• Text provided:
——————
Hersha Hospitality Trust and KSL Capital Partners LLC announced a definitive merger agreement, under which affiliates of KSL will acquire all the outstanding common shares of Hersha for $10 per share, last month. The transaction is valued at approximately $1.4 billion.
“This transaction provides our shareholders with immediate and certain value at a substantial premium to our public valuation,” says Jay H. Shah, Hersha’s executive chairman, in a prepared statement. “Following a multi-year comprehensive review by the independent Transaction Committee of Hersha’s Board of Trustees, the board and management team are confident this step will allow us to deliver value for our shareholders while refocusing on growing the business over a longer period of time.”
Under the terms of the agreement, Hersha shareholders will receive $10 in cash for each common share they own, and holders of Hersha’s 6.875% Series C Cumulative Redeemable Preferred Shares, 6.50% Series D Cumulative Redeemable Preferred Shares, and 6.50% Series E Cumulative Redeemable Preferred Shares will receive $25.00 in cash, plus any accrued and unpaid dividends to which they are entitled, for each preferred share they own.
——————
• Records from a data source:
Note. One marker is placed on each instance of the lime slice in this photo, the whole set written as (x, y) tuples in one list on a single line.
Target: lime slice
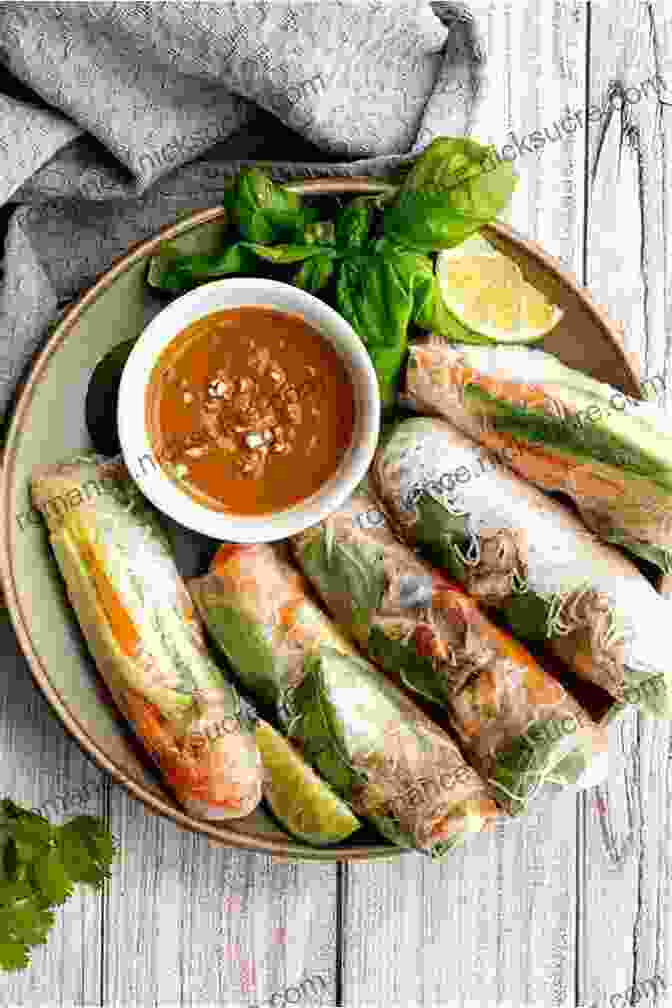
[(487, 294), (299, 798)]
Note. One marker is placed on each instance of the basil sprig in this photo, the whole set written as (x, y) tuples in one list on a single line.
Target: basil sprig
[(377, 271)]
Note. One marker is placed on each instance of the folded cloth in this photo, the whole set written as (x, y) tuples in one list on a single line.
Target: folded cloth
[(112, 106)]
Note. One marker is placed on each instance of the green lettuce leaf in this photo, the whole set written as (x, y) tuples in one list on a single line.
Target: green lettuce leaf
[(347, 574), (543, 754)]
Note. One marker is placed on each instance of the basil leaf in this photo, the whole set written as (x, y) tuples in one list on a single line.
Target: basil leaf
[(417, 671), (354, 576), (314, 273), (266, 212), (526, 616), (180, 272), (286, 254), (354, 223), (440, 531), (381, 291), (455, 186)]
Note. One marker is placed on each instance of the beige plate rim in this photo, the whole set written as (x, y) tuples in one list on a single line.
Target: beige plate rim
[(220, 834)]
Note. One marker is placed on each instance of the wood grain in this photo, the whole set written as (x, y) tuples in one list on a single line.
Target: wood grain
[(42, 768), (625, 828), (569, 905), (205, 924), (496, 923)]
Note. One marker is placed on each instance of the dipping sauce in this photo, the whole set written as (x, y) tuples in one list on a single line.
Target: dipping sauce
[(250, 410)]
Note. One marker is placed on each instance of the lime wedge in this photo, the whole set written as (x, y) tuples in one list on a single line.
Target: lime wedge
[(487, 294), (299, 798)]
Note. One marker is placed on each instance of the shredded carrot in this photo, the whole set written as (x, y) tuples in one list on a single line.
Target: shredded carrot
[(121, 624), (287, 614), (148, 722), (226, 551), (472, 728)]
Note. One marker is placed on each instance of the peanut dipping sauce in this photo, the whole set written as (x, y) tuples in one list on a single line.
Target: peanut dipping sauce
[(250, 410)]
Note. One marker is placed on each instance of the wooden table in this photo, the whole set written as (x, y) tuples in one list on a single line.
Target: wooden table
[(569, 905)]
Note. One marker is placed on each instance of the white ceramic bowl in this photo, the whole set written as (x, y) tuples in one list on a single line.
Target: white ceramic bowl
[(134, 436)]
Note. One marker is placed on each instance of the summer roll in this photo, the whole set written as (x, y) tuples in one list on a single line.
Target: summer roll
[(141, 628), (516, 723), (563, 431), (528, 555), (389, 761)]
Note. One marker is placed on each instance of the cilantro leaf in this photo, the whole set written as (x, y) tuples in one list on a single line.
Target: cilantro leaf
[(39, 865)]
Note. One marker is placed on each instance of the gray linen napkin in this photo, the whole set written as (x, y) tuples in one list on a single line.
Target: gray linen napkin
[(116, 117)]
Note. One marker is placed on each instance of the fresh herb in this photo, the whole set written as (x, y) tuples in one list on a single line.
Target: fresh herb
[(103, 397), (540, 756), (416, 671), (376, 250), (39, 866), (354, 575), (444, 533), (265, 212), (455, 187)]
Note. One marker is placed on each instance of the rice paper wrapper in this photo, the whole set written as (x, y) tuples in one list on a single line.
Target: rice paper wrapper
[(529, 556), (516, 723), (370, 742), (562, 430), (145, 637)]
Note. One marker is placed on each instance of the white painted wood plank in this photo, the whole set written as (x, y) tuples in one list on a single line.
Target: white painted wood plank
[(495, 923), (190, 923), (625, 868), (41, 766)]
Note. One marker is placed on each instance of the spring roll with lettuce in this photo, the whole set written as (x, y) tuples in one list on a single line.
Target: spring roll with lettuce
[(529, 556), (517, 724), (563, 431), (379, 752), (147, 641)]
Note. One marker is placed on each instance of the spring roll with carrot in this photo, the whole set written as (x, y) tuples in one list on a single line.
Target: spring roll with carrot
[(527, 555), (562, 430), (141, 628), (389, 761), (517, 724)]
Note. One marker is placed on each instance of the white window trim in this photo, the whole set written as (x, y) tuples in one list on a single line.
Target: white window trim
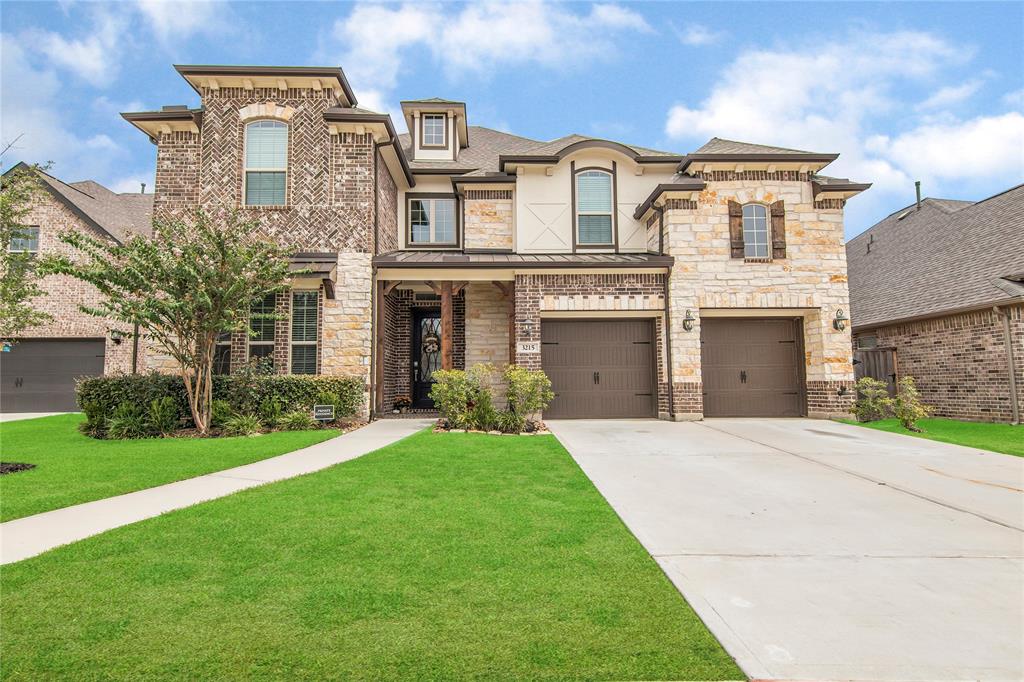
——————
• How to complete this task: Print the full article on the Hersha and KSL merger agreement word for word, from the first sentence to the last.

• Response:
Hersha Hospitality Trust and KSL Capital Partners LLC announced a definitive merger agreement, under which affiliates of KSL will acquire all the outstanding common shares of Hersha for $10 per share, last month. The transaction is valued at approximately $1.4 billion.
“This transaction provides our shareholders with immediate and certain value at a substantial premium to our public valuation,” says Jay H. Shah, Hersha’s executive chairman, in a prepared statement. “Following a multi-year comprehensive review by the independent Transaction Committee of Hersha’s Board of Trustees, the board and management team are confident this step will allow us to deliver value for our shareholders while refocusing on growing the business over a longer period of time.”
Under the terms of the agreement, Hersha shareholders will receive $10 in cash for each common share they own, and holders of Hersha’s 6.875% Series C Cumulative Redeemable Preferred Shares, 6.50% Series D Cumulative Redeemable Preferred Shares, and 6.50% Series E Cumulative Redeemable Preferred Shares will receive $25.00 in cash, plus any accrued and unpaid dividends to which they are entitled, for each preferred share they own.